Aim of the exercise
Change "vertex" to "corner" in the data from its start through the line holding "64], [543, 62]]", inclusive, and give those lines back with nothing else altered.

= = = = = = =

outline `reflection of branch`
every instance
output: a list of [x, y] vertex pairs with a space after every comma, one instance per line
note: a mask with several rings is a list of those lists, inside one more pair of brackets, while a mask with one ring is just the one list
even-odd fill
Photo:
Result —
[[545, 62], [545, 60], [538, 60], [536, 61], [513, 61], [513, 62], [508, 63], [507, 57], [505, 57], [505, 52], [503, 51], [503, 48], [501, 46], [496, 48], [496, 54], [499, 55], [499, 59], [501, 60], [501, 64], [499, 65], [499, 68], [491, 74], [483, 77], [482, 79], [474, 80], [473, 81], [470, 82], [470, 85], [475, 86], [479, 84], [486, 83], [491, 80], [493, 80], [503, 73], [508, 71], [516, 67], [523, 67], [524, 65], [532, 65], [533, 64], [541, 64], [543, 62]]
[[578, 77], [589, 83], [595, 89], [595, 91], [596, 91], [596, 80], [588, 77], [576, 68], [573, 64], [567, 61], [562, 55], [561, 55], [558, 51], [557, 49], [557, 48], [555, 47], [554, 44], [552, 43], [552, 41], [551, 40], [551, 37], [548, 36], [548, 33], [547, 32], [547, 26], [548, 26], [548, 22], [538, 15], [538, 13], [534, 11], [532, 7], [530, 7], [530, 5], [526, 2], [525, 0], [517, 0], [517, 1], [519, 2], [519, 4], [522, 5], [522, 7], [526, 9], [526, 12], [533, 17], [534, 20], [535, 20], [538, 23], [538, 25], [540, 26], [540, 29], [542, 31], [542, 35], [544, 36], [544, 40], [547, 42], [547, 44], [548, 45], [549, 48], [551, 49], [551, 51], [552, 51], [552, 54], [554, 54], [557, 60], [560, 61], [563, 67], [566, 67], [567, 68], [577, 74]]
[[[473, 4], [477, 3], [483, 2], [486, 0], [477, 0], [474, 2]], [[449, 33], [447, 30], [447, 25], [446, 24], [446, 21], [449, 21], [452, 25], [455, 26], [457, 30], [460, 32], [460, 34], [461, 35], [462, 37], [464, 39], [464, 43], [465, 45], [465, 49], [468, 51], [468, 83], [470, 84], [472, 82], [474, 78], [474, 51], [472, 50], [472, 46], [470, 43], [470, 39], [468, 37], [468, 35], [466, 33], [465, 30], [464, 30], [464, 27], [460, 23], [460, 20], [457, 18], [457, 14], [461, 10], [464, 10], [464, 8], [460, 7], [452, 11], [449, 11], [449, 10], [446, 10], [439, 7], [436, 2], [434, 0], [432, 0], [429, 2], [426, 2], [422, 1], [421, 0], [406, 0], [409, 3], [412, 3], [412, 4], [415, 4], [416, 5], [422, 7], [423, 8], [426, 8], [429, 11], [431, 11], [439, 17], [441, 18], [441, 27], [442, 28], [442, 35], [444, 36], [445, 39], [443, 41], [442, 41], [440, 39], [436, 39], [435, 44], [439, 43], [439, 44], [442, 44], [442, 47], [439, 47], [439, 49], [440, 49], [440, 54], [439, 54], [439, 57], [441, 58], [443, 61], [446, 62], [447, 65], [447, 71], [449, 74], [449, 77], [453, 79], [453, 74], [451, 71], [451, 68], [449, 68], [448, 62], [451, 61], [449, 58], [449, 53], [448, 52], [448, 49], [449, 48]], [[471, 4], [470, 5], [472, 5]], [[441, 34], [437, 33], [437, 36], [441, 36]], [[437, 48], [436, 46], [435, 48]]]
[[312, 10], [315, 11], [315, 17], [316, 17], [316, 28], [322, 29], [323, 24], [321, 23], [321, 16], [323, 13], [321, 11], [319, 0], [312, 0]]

= = = = = = =

Written reply
outline `reflection of branch`
every instance
output: a list of [x, y] corner pairs with a space after every comma, one instance per line
note: a mask with several rings is a list of those lists, inside one more pair of brackets, while a mask with one ring is just the one list
even-odd fill
Photo:
Result —
[[545, 62], [545, 60], [538, 60], [536, 61], [513, 61], [513, 62], [508, 63], [507, 57], [505, 57], [505, 52], [503, 51], [503, 48], [501, 46], [496, 48], [496, 54], [499, 55], [499, 59], [501, 60], [501, 64], [499, 65], [499, 68], [491, 74], [483, 77], [482, 79], [474, 80], [473, 81], [470, 82], [470, 85], [475, 86], [479, 84], [486, 83], [491, 80], [493, 80], [503, 73], [508, 71], [516, 67], [523, 67], [524, 65], [532, 65], [533, 64], [541, 64], [543, 62]]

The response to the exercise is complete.